Below is a listing; restate from it, character for character, the lines beginning at the line holding "-- sample [71,87]." and ending at the line holding "-- sample [419,158].", both included.

= PROVIDED RECORDS =

== Segment start ==

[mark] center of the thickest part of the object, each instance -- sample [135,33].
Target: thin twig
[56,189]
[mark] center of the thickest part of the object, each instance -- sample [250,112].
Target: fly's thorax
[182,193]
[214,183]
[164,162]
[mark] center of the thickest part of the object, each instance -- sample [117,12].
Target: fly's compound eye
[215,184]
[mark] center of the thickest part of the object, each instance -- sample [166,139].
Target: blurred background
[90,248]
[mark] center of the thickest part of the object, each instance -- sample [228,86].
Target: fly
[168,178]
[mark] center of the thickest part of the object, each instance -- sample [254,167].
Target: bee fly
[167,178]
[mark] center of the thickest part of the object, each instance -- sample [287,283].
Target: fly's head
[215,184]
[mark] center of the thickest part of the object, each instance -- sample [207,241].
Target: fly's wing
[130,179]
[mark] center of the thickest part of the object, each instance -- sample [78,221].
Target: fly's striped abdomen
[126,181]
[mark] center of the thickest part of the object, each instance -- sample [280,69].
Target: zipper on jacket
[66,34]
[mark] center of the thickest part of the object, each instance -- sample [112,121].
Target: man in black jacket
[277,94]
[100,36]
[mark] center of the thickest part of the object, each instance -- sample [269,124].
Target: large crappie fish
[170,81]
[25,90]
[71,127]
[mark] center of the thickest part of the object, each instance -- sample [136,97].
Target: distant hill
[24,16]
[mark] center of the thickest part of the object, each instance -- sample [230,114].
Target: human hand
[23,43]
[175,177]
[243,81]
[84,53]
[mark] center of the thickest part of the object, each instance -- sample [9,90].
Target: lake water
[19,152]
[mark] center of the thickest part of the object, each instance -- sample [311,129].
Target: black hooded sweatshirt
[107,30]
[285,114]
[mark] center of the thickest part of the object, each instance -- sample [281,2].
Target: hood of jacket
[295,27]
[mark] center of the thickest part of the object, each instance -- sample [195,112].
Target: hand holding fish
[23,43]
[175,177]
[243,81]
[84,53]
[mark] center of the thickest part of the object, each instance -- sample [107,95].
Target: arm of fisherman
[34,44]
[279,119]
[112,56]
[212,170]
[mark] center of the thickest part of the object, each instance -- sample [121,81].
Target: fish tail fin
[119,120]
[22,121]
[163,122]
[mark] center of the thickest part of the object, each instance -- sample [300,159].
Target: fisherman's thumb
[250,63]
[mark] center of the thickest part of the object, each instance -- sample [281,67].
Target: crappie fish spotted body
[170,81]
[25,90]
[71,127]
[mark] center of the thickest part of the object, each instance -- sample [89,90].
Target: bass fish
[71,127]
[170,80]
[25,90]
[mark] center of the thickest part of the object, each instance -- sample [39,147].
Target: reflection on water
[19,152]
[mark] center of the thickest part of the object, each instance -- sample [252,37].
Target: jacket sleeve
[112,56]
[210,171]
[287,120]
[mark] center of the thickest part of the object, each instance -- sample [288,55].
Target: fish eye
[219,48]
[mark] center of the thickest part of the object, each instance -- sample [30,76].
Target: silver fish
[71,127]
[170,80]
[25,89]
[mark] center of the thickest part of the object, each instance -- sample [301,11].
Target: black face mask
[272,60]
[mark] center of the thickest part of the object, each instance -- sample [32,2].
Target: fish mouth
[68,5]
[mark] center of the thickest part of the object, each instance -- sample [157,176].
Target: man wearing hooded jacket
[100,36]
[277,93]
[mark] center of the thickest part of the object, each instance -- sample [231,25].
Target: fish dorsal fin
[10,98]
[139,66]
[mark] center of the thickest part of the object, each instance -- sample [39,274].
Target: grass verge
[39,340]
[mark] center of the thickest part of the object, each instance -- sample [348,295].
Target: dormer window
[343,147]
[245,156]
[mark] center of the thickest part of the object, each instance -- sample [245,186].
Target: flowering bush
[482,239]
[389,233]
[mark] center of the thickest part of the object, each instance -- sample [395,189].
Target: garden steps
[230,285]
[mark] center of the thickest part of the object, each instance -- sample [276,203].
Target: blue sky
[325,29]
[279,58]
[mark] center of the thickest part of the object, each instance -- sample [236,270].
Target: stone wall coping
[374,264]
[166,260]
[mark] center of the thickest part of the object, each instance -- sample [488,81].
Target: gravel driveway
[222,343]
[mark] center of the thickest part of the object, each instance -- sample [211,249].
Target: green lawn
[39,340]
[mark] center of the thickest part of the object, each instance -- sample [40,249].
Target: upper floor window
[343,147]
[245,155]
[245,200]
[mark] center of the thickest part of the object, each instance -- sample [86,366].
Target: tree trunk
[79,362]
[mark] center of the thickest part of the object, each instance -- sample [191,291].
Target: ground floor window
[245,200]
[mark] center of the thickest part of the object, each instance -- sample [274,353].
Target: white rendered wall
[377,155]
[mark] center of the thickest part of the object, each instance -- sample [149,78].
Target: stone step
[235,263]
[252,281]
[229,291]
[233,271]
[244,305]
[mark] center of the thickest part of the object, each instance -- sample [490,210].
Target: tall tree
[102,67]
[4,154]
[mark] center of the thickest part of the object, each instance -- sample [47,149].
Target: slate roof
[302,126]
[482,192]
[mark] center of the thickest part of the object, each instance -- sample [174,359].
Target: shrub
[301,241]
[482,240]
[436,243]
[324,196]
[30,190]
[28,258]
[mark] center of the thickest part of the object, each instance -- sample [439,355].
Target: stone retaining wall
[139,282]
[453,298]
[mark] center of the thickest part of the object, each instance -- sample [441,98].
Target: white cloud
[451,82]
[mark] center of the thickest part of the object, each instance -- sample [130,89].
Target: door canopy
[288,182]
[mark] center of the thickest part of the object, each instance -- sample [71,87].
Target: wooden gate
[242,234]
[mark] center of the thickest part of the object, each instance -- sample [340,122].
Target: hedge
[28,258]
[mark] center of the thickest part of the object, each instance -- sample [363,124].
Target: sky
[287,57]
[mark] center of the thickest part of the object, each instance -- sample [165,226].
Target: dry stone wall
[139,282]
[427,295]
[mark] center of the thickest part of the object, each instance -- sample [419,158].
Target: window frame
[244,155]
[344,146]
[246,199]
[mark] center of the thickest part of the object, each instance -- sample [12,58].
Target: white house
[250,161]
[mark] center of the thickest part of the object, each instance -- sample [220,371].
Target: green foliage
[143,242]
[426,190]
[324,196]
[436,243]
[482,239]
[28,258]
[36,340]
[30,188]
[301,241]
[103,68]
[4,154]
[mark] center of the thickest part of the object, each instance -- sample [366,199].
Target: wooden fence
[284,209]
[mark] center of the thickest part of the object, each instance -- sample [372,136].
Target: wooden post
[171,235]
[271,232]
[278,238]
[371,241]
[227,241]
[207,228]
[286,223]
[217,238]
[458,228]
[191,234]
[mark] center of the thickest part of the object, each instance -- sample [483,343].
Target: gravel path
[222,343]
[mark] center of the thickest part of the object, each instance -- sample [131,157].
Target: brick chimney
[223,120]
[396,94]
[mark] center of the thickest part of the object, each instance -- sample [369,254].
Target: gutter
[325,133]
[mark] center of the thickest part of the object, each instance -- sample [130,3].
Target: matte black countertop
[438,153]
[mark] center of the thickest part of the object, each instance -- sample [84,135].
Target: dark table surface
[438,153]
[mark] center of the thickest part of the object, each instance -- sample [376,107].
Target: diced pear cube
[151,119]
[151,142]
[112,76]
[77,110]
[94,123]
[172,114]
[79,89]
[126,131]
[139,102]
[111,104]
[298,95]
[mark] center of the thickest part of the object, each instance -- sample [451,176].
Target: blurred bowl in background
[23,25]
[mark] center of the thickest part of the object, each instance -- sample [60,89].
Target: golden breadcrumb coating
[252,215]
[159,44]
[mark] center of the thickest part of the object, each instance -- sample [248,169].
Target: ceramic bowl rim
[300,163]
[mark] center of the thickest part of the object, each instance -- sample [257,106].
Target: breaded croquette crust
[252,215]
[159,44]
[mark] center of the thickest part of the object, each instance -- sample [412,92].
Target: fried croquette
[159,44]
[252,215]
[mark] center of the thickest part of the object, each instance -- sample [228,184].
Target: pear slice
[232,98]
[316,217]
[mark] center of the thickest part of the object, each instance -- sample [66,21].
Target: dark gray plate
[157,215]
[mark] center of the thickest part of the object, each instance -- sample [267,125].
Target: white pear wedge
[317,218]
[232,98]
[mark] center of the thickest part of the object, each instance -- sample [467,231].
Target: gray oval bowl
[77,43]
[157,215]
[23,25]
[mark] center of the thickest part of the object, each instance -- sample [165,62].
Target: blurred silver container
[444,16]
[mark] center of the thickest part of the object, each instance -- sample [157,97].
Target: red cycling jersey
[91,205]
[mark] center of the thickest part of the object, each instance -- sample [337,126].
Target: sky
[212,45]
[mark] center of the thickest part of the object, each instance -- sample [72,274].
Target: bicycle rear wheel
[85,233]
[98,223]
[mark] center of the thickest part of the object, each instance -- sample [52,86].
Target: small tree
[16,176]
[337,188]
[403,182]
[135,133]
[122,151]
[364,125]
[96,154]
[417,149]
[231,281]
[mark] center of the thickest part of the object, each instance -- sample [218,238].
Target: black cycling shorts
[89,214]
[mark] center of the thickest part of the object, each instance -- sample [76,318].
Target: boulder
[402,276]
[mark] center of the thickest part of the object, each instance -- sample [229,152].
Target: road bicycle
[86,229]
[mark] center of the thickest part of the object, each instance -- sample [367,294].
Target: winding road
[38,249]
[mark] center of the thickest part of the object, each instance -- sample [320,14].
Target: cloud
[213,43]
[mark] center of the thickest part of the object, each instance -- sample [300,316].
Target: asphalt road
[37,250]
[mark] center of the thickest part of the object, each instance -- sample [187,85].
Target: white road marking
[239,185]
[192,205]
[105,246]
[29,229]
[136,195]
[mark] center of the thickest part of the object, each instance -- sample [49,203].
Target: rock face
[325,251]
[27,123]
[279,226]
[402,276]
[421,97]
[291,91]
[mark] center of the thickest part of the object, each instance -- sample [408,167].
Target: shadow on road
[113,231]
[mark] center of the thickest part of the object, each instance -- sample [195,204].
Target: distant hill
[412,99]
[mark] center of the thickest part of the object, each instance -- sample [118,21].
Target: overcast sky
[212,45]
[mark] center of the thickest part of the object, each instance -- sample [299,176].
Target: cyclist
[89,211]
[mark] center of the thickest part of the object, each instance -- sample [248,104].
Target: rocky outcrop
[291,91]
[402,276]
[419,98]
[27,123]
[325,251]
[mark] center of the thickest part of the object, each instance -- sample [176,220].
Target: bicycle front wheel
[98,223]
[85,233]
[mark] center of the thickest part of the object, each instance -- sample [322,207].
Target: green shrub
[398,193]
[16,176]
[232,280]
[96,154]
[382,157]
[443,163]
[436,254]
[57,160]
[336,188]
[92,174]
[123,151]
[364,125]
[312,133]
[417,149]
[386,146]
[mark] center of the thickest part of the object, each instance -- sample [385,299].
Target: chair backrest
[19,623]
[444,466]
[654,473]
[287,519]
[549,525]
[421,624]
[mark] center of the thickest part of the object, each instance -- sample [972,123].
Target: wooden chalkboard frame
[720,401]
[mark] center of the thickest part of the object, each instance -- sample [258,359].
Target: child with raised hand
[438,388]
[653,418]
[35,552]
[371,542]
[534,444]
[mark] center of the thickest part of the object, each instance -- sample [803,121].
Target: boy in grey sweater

== Segment end ==

= FINISHED TASK =
[mark] center of the thickest part of the object, each instance -- sample [71,87].
Target: wooden gate
[242,234]
[mark] center of the thickest part of the object, each instance -- sample [340,122].
Target: hedge
[28,258]
[mark] center of the thickest part of the object, each instance -- sample [363,124].
Target: sky
[287,57]
[mark] center of the thickest part of the object, each instance -- sample [165,226].
Target: dry stone wall
[139,282]
[427,295]
[mark] center of the thickest part of the object, each instance -- sample [419,158].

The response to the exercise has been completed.